Source passage:

Data Streams Generator

This module contains the class for generating multiple synthetic data streams with various change points.

Multiple Streams Generator Class

class source.generator.ds_generator.MultiDataStreams(num_streams: int = 2, dict_streams: list = [])

Bases: object

” Class to generate and manage multiple data streams with change points.

Parameters:
  • num_streams (int) – The number of data streams to generate.

  • dict_streams (list) – A list of dictionaries, each containing parameters for a ChangePointGenerator.

Initialize ManyDataStreams with a list of ChangePointGenerator instances.

Parameters:
  • num_streams (int) – The number of data streams to generate.

  • dict_streams (list) – A list of dictionaries, each containing parameters for a ChangePointGenerator.

__init__(num_streams: int = 2, dict_streams: list = [])

Initialize ManyDataStreams with a list of ChangePointGenerator instances.

Parameters:
  • num_streams (int) – The number of data streams to generate.

  • dict_streams (list) – A list of dictionaries, each containing parameters for a ChangePointGenerator.

generate_data_streams(dict_missing=None)

Generate data for all ChangePointGenerator instances and store the results.

Parameters:

dict_missing (list, optional) – A list of dictionaries specifying missing data parameters for each stream. Each dictionary can have the following keys: - ‘type’: ‘point’ or ‘block’ - ‘percentage’: float, percentage of data to be made missing - ‘min_block_size’: int, minimum size of blocks for block missingness (only for ‘block’ type) - ‘max_block_size’: int, maximum size of blocks for block missingness (only for ‘block’ type) If None, no missing data will be introduced.

get_all_streams()

Get the list of all generated data streams.

Returns:

A list of all generated data streams.

Return type:

list

get_data_streams_as_array()

Get all generated data streams as a transposed NumPy array.

Returns:

A transposed NumPy array of all generated data streams. Shape: (num_data_points, num_streams)

Work to do:
(A) In one to three sentences, explain why calling generate_data_streams with no argument adds no missing values to the streams, based on the data streams generator documentation.
(B) Carry on writing the data streams generator documentation from its last line.
The items have no connection to the data streams generator documentation.

Stored rows:
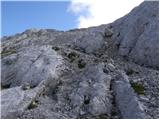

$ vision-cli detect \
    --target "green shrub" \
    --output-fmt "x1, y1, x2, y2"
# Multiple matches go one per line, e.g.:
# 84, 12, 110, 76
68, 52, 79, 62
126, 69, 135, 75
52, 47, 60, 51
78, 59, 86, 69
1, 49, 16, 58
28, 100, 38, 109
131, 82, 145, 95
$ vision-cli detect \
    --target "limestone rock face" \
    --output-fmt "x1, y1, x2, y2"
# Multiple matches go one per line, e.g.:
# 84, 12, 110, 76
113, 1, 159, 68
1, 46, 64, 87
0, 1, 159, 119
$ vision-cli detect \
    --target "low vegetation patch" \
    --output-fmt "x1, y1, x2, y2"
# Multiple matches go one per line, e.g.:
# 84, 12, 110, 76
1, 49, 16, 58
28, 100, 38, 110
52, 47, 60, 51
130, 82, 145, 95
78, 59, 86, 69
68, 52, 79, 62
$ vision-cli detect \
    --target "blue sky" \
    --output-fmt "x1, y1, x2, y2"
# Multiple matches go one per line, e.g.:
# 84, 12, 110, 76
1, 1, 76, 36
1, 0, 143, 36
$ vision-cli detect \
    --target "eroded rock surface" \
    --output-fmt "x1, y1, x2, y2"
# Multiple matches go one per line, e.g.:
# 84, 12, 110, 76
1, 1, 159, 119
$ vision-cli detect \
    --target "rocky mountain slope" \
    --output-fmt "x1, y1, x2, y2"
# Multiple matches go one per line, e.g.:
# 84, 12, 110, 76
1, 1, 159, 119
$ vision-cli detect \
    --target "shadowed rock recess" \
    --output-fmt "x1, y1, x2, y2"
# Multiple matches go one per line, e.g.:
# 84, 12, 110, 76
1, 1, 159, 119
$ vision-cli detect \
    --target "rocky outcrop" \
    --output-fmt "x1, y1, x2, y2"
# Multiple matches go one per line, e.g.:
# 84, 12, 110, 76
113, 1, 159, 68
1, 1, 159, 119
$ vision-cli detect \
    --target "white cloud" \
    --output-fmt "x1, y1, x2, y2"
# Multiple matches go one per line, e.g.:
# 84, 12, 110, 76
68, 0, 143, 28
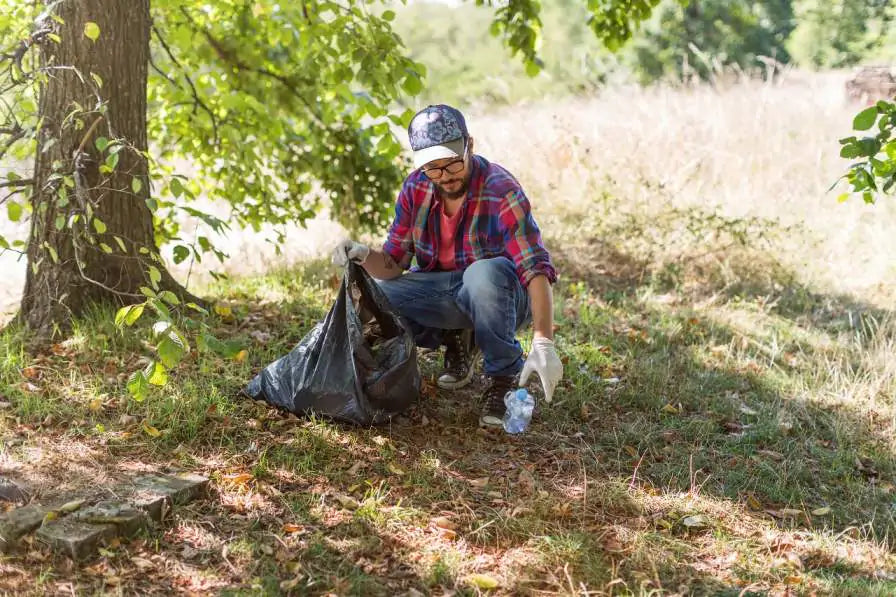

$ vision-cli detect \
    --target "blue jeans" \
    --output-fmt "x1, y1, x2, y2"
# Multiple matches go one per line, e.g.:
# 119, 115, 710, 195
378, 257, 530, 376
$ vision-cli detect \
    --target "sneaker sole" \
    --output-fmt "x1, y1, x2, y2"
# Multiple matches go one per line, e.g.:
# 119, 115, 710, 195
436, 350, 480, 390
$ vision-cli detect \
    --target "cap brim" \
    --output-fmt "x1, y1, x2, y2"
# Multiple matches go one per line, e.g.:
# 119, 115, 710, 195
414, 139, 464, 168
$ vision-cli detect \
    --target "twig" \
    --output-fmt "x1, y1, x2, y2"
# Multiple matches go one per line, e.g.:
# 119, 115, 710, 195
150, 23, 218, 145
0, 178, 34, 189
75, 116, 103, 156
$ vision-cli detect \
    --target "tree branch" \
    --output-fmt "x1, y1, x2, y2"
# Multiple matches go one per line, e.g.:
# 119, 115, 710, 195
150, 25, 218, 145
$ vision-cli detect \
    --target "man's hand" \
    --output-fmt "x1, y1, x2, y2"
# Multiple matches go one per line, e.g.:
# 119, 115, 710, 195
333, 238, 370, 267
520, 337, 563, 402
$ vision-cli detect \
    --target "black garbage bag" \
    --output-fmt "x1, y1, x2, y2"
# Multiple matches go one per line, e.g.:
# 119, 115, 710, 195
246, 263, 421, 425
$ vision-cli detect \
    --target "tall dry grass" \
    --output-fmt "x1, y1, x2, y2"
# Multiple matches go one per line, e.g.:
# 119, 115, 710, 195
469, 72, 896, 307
==
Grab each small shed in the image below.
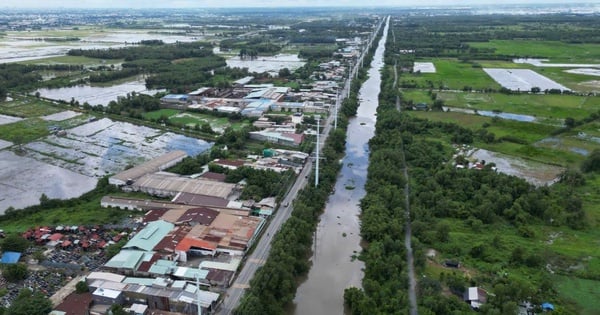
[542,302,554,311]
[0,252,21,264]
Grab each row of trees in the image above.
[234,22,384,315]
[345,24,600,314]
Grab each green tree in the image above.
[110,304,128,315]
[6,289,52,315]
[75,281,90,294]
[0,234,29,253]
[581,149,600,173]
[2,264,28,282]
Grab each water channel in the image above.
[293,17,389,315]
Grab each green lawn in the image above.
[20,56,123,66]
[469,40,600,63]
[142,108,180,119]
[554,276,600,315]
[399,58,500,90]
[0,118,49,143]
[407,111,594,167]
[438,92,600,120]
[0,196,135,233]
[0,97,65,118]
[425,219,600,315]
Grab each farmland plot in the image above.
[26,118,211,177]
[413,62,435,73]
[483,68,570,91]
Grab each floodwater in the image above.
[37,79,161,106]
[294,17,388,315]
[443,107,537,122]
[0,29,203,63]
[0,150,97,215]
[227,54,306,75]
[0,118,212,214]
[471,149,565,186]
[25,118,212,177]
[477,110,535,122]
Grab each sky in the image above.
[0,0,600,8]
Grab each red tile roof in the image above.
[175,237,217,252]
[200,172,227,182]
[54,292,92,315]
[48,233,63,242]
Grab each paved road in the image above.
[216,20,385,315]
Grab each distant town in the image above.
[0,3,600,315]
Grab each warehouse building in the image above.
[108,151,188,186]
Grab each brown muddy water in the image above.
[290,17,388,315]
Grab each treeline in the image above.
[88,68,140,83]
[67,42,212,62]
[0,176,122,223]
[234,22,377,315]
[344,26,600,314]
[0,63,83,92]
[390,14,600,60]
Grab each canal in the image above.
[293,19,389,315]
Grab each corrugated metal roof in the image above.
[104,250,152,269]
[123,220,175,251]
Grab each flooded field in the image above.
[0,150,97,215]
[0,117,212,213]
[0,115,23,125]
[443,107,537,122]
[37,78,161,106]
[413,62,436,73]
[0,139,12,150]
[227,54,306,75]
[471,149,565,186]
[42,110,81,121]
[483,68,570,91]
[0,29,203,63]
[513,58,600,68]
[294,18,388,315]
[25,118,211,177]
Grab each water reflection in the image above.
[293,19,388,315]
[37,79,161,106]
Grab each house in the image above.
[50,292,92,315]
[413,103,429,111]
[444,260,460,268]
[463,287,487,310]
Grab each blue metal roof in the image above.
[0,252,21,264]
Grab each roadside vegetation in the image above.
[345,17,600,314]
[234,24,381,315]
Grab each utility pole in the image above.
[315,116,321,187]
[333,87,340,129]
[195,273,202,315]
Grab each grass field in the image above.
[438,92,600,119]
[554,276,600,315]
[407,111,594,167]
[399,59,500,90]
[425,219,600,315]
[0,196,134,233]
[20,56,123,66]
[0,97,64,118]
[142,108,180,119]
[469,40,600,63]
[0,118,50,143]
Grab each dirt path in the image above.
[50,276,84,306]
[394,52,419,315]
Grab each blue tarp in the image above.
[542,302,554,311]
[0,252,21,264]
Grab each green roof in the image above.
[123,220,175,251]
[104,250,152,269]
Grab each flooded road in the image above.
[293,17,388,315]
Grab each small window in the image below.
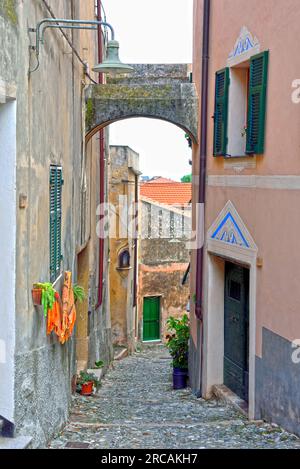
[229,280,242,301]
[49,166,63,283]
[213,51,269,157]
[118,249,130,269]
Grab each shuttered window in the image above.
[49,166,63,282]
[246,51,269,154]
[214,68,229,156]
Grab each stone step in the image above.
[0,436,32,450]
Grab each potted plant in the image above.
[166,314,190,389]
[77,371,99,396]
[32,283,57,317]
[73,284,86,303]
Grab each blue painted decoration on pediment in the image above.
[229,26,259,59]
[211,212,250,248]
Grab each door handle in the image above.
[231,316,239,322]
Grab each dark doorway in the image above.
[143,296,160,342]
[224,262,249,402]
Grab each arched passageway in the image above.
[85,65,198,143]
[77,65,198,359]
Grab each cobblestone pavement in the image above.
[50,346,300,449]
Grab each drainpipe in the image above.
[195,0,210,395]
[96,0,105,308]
...
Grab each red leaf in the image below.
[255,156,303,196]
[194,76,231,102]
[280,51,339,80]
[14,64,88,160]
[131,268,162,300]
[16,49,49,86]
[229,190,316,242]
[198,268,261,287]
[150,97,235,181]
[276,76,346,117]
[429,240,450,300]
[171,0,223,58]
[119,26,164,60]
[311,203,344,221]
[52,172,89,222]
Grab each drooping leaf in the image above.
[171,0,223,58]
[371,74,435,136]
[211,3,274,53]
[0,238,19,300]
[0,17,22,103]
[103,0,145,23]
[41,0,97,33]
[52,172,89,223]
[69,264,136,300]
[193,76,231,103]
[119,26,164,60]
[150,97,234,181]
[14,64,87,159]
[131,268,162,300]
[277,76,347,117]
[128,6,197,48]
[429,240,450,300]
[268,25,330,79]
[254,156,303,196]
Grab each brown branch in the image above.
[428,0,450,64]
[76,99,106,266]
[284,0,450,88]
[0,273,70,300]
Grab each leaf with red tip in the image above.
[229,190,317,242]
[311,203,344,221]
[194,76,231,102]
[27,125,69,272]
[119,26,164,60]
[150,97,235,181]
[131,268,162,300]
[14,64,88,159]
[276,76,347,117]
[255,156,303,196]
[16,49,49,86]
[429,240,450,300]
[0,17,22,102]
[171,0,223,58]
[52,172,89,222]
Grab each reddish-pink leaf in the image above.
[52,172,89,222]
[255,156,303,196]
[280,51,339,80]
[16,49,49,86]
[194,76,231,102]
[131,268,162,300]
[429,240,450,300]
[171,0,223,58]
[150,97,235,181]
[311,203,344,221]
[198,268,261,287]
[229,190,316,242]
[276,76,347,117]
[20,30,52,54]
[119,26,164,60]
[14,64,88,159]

Task-by-task answers:
(A) Called with no argument, generate_data_streams keeps dict_missing at its default value of None. The documentation states that when dict_missing is None, no missing data will be introduced.

(B)
Return type:

np.ndarray

plot_all_streams()

Plot the data for all ChangePointGenerator instances.

Example Usage

Generate Multiple Data Streams

  • Without Missing Data

from source.generator.ds_generator import MultiDataStreams

 dict_streams = [
                 {"num_segments": 3,
                 "segment_length": 1000,
                 "change_point_type": "sudden_shift",
                     "seed": 2},
                 {"num_segments": 6,
                     "segment_length": 500,
                     "change_point_type": "sudden_shift",
                     "seed": 11}
                 ]

 many_data_streams = MultiDataStreams(dict_streams=dict_streams)
 many_data_streams.generate_data_streams()
 list_data_streams = many_data_streams.get_all_streams()
 many_data_streams.plot_all_streams()
Multiple Data Streams Generator
  • With Missing Data

from source.generator.ds_generator import MultiDataStreams

 dict_streams = [
                 {"num_segments": 3,
                 "segment_length": 1000,
                 "change_point_type": "sudden_shift",
                     "seed": 2},
                 {"num_segments": 6,
                     "segment_length": 500,
                     "change_point_type": "sudden_shift",
                     "seed": 11},
                 {"num_segments": 4,
                     "segment_length": 750,
                     "change_point_type": "gradual_drift",
                     "seed": 7}
                 ]

 dict_missing = [{"type": "point",  # Point missingness for the first stream
                  "percentage": 0.4},
                 None,  # No missing data for the second stream
                 {"type": "block",  # Block missingness for the third stream
                  "percentage": 0.3,
                  "min_block_size": 5,
                  "max_block_size": 20}
                 ]

 many_data_streams = MultiDataStreams(dict_streams=dict_streams)
 many_data_streams.generate_data_streams(dict_missing=dict_missing)
 list_data_streams = many_data_streams.get_all_streams()
 many_data_streams.plot_all_streams()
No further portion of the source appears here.